··· Material shown ···

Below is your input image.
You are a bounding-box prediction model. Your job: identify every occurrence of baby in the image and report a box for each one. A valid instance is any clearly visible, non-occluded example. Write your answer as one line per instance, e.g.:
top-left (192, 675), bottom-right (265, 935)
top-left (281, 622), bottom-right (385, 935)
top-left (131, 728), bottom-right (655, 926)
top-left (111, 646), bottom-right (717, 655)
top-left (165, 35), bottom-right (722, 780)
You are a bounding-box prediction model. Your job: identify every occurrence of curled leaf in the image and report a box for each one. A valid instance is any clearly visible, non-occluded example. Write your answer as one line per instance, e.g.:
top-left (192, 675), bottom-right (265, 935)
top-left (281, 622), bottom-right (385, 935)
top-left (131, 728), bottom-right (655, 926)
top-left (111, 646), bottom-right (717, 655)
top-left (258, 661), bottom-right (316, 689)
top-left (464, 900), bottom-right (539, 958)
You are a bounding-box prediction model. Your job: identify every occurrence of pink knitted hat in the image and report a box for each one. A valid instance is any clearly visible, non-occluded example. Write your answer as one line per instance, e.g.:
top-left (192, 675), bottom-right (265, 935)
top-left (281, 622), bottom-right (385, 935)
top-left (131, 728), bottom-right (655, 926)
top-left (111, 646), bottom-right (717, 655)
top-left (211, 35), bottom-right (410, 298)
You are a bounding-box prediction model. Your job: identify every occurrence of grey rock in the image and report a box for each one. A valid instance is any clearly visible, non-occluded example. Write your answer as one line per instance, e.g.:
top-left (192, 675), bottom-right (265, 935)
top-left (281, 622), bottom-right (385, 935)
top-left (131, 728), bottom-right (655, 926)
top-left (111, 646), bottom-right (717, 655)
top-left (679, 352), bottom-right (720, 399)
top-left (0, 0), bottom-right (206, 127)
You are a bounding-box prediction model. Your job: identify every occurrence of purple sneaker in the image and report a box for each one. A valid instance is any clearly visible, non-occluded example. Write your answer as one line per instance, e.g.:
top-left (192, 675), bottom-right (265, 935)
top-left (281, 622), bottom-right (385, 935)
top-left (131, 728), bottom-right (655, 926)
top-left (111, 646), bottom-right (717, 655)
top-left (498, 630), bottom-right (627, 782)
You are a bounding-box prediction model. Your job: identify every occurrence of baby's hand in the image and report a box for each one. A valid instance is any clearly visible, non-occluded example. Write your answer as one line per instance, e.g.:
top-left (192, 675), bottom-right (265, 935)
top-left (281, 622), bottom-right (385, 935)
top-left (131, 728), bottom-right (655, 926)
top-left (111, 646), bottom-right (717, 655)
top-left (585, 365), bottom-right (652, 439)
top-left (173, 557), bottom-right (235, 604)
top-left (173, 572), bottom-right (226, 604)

···

◆ Required work ◆
The records above are to be output in full and without error.

◆ Answer space ◆
Below is your input image.
You are a bounding-box prediction model. Your job: identify every occurrence of baby in the image and report a box for each one. A valid instance is any clearly visible, non-occluded example. Write your answer as one line per instance, e.g.:
top-left (192, 675), bottom-right (265, 935)
top-left (281, 622), bottom-right (385, 935)
top-left (131, 728), bottom-right (655, 926)
top-left (111, 646), bottom-right (717, 655)
top-left (165, 35), bottom-right (722, 780)
You are a bounding-box prediction model. Your job: identify every occurrence of curled leaf in the image and report a box for each one. A valid instance is any clearly visible, non-occluded example. Write your answer as one line per instance, e.g.:
top-left (192, 675), bottom-right (265, 935)
top-left (281, 622), bottom-right (385, 935)
top-left (131, 728), bottom-right (655, 926)
top-left (111, 646), bottom-right (717, 655)
top-left (258, 661), bottom-right (316, 689)
top-left (464, 900), bottom-right (539, 958)
You are a bounding-box prediction model. Your job: identify every occurrence of pink knitted hat in the image and report a box for each one. A valid instance is any clearly visible, non-occluded example. Write your answer as one line per instance, e.g.:
top-left (192, 675), bottom-right (265, 935)
top-left (281, 622), bottom-right (385, 935)
top-left (131, 728), bottom-right (655, 926)
top-left (111, 646), bottom-right (717, 655)
top-left (211, 35), bottom-right (410, 298)
You are a bounding-box prediction model. Your job: identify every occurrence of grey rock in the image and report a box for each one. A valid instance is any clearly visible, non-occluded example. Write your answer as one line per instance, e.g.:
top-left (192, 675), bottom-right (265, 935)
top-left (281, 622), bottom-right (385, 935)
top-left (131, 728), bottom-right (655, 926)
top-left (111, 646), bottom-right (717, 655)
top-left (679, 352), bottom-right (720, 399)
top-left (0, 0), bottom-right (206, 127)
You are a bounding-box prediction model. Your job: identify every occurrence of purple sneaker in the image and report a box for each one. A valid instance is any clearly visible, non-occluded example. Write your answer as one line per instance, e.g.:
top-left (192, 675), bottom-right (265, 935)
top-left (281, 622), bottom-right (385, 935)
top-left (131, 728), bottom-right (655, 926)
top-left (111, 646), bottom-right (717, 655)
top-left (498, 630), bottom-right (627, 782)
You are a bounding-box prediction model. Your job: identify every occurrence of baby's hand in the image and report a box for each one. A valid instance is any clearly visible, non-occluded example. Write your answer as one line per instance, e.g.:
top-left (192, 675), bottom-right (265, 935)
top-left (281, 622), bottom-right (385, 935)
top-left (131, 728), bottom-right (655, 926)
top-left (111, 646), bottom-right (717, 655)
top-left (585, 365), bottom-right (652, 439)
top-left (173, 557), bottom-right (235, 604)
top-left (173, 572), bottom-right (226, 604)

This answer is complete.